▶ WORK TO BE COMPLETED
All records below must be retyped exactly.
— begin —
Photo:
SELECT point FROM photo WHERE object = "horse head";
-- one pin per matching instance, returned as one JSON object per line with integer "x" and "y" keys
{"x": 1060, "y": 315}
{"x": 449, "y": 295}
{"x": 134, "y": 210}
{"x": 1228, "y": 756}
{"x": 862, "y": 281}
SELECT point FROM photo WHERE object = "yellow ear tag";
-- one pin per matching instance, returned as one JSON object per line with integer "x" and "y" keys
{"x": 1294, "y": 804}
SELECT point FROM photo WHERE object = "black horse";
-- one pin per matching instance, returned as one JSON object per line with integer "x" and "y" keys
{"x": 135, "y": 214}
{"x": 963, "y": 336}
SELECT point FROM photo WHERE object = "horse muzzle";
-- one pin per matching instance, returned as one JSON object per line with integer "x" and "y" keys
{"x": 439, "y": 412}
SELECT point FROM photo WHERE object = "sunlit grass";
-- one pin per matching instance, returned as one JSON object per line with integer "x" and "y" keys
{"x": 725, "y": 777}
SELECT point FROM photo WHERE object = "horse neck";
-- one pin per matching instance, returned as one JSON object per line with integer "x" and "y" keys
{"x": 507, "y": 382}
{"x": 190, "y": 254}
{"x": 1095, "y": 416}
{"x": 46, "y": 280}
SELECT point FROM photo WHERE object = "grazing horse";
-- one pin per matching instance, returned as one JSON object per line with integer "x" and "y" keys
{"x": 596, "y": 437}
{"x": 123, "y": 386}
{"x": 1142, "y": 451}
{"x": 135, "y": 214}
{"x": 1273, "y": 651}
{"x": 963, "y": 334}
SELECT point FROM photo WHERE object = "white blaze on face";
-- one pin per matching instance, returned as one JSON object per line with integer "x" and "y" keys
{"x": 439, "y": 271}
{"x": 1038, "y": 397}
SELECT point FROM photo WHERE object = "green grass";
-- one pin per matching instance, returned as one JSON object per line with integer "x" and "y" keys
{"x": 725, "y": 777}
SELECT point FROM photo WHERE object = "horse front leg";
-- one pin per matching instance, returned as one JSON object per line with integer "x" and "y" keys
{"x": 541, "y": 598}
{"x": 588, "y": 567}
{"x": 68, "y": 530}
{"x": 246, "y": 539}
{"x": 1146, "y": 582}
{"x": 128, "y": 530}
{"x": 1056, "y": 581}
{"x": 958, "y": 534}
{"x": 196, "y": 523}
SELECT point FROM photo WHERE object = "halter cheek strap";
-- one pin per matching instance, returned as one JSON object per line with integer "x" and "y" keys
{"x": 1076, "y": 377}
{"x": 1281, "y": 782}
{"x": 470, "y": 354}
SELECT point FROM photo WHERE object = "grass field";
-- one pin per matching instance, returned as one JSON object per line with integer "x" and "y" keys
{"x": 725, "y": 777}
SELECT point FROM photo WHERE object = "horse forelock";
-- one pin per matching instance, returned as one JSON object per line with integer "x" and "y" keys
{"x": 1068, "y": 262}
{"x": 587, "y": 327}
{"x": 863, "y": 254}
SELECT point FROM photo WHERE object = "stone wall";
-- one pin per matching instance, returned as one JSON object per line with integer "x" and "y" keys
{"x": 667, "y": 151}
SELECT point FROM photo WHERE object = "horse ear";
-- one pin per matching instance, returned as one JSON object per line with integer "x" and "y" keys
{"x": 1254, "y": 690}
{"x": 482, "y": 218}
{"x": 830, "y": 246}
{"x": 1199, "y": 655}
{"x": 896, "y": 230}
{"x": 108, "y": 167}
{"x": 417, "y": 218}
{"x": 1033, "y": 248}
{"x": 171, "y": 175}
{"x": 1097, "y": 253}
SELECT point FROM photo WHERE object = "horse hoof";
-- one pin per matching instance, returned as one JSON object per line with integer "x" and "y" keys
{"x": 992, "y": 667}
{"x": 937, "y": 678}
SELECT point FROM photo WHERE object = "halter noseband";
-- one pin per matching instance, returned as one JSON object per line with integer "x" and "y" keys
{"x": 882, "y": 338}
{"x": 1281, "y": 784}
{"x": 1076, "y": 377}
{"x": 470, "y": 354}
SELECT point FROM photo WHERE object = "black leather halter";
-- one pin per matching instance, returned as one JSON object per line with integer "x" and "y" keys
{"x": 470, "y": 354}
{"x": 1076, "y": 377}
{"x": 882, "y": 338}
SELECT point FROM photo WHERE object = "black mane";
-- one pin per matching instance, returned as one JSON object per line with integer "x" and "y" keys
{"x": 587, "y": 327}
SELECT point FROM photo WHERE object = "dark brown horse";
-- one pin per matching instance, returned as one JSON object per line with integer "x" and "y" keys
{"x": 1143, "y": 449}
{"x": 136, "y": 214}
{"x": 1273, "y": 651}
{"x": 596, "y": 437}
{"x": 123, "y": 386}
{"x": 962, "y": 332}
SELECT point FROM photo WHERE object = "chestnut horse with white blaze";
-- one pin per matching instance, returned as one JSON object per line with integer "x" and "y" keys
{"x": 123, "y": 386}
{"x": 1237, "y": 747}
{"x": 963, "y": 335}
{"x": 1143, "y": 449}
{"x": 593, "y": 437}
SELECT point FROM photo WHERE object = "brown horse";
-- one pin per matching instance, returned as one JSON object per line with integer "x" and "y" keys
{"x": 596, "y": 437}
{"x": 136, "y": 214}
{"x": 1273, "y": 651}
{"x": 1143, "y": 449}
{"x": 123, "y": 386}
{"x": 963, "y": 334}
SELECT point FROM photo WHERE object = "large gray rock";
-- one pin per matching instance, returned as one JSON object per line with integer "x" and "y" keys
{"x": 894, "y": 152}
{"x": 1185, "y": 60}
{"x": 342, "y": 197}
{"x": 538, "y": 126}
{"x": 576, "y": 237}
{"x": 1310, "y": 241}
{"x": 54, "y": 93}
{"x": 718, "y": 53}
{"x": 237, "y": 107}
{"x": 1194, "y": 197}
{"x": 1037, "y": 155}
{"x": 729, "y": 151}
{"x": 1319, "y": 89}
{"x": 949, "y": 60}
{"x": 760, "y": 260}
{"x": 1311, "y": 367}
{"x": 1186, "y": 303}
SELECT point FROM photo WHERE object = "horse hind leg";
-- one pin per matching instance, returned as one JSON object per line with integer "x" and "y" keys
— end —
▶ SOLUTION
Photo:
SELECT point FROM photo WHERE object = "horse head";
-- one pin per matching instance, returned as one JSON object per line with integer "x" and "y" keys
{"x": 1060, "y": 315}
{"x": 449, "y": 295}
{"x": 134, "y": 210}
{"x": 1228, "y": 756}
{"x": 862, "y": 281}
SELECT point FROM photo WHERE object = "yellow ear tag";
-- one pin per matching instance, returned as one JSON object per line with integer "x" and "y" keys
{"x": 1294, "y": 804}
SELECT point FROM photo WHERE object = "black horse";
-- one pin per matching instance, returned as one JSON object per line with integer "x" and "y" keys
{"x": 135, "y": 214}
{"x": 963, "y": 336}
SELECT point FROM photo WHERE object = "horse muzzle";
-- one pin per matching instance, returned as one JSON object per line with integer "x" and "y" keys
{"x": 439, "y": 412}
SELECT point FROM photo WHERE object = "sunlit grass";
-- one pin per matching instance, returned as one JSON object per line with integer "x" and "y" keys
{"x": 725, "y": 777}
SELECT point FROM photo WHERE object = "horse neck";
-- one pin per matching instance, returned as one JSON object per line with integer "x" and "y" keys
{"x": 507, "y": 382}
{"x": 190, "y": 254}
{"x": 1095, "y": 416}
{"x": 46, "y": 280}
SELECT point FROM photo WHERE object = "grazing horse";
-- one pin per matching instance, returned as one JSON object per line with integer "x" and "y" keys
{"x": 596, "y": 437}
{"x": 123, "y": 386}
{"x": 1142, "y": 451}
{"x": 135, "y": 214}
{"x": 1273, "y": 651}
{"x": 963, "y": 334}
SELECT point FROM photo WHERE object = "white blaze on face";
-- one pin per matching instance, returned as one JSON object per line with integer "x" and "y" keys
{"x": 439, "y": 271}
{"x": 1038, "y": 397}
SELECT point FROM photo WHERE object = "green grass";
-- one pin per matching instance, returned as one JSON object per line with integer "x" and "y" keys
{"x": 725, "y": 777}
SELECT point FROM photo WHERE object = "horse front leg";
-- one pin per matching instance, returned as one JSON object per line with integer "x" and "y" keys
{"x": 541, "y": 598}
{"x": 588, "y": 567}
{"x": 68, "y": 530}
{"x": 246, "y": 539}
{"x": 1146, "y": 582}
{"x": 128, "y": 530}
{"x": 1056, "y": 581}
{"x": 958, "y": 534}
{"x": 196, "y": 523}
SELECT point FROM photo WHERE object = "halter cheek strap";
-- one pin per matching instance, returned as one JSON object per line with integer "x" and "y" keys
{"x": 1076, "y": 377}
{"x": 1281, "y": 782}
{"x": 470, "y": 354}
SELECT point FROM photo WHERE object = "grass field";
-- one pin per matching instance, returned as one JSON object per line with integer "x" and "y" keys
{"x": 725, "y": 777}
SELECT point FROM photo WHERE object = "horse forelock";
-- one pin per matching instance, returned as one JSON object per line with integer "x" and "y" keys
{"x": 1068, "y": 262}
{"x": 587, "y": 327}
{"x": 863, "y": 254}
SELECT point FROM photo WHERE object = "stone wall";
-- one pin per matching instance, returned as one JSON object per line with integer "x" and "y" keys
{"x": 667, "y": 151}
SELECT point FROM photo WHERE object = "horse ear";
-- one pin per matching instance, returned as one JSON object per line with integer "x" and "y" keys
{"x": 1254, "y": 690}
{"x": 482, "y": 218}
{"x": 830, "y": 246}
{"x": 1199, "y": 655}
{"x": 896, "y": 230}
{"x": 108, "y": 167}
{"x": 417, "y": 218}
{"x": 1033, "y": 248}
{"x": 171, "y": 175}
{"x": 1097, "y": 253}
SELECT point FROM photo WHERE object = "horse hoof";
-- one pin per matching instance, returned as one JSON object per line with integer "x" and "y" keys
{"x": 992, "y": 667}
{"x": 937, "y": 678}
SELECT point FROM photo WHERE object = "halter noseband";
-- one pin per matching instance, returned as one JSON object per line with integer "x" and "y" keys
{"x": 882, "y": 338}
{"x": 1281, "y": 784}
{"x": 1076, "y": 377}
{"x": 470, "y": 354}
SELECT point FROM photo WHERE object = "black leather halter";
-- one pin per matching instance, returned as one JSON object per line with integer "x" and "y" keys
{"x": 470, "y": 354}
{"x": 1076, "y": 377}
{"x": 882, "y": 338}
SELECT point FROM photo WHERE object = "black mane";
-- one pin per matching instance, returned as one JSON object per line with integer "x" and "y" keys
{"x": 587, "y": 327}
SELECT point FROM photo WHERE object = "dark brown horse";
-- one pin per matching instance, returned as one JSON object per line with integer "x" and "y" keys
{"x": 1143, "y": 449}
{"x": 136, "y": 214}
{"x": 1273, "y": 651}
{"x": 596, "y": 437}
{"x": 123, "y": 386}
{"x": 962, "y": 332}
SELECT point FROM photo WHERE object = "chestnut horse with white blaze";
-- one pin per matching instance, returned as one JSON object per line with integer "x" and "y" keys
{"x": 123, "y": 386}
{"x": 1237, "y": 747}
{"x": 963, "y": 335}
{"x": 1143, "y": 449}
{"x": 593, "y": 437}
SELECT point FROM photo WHERE object = "brown horse";
-- one pin per matching instance, returned as one JSON object per line with integer "x" and "y" keys
{"x": 596, "y": 437}
{"x": 136, "y": 214}
{"x": 1273, "y": 651}
{"x": 1143, "y": 449}
{"x": 123, "y": 386}
{"x": 963, "y": 334}
SELECT point FROM photo WHERE object = "large gray rock";
-- one pin per matching instance, returned as one JSON object per line with integer "x" and "y" keys
{"x": 894, "y": 152}
{"x": 1185, "y": 60}
{"x": 342, "y": 197}
{"x": 538, "y": 126}
{"x": 576, "y": 237}
{"x": 1310, "y": 241}
{"x": 54, "y": 93}
{"x": 718, "y": 53}
{"x": 237, "y": 107}
{"x": 1194, "y": 197}
{"x": 1037, "y": 155}
{"x": 729, "y": 151}
{"x": 1319, "y": 89}
{"x": 949, "y": 60}
{"x": 760, "y": 260}
{"x": 1311, "y": 367}
{"x": 1186, "y": 303}
SELECT point FROM photo WHERE object = "horse hind leg";
-- one pin per matching instance, returned as one JSON object per line with integer "x" and "y" keys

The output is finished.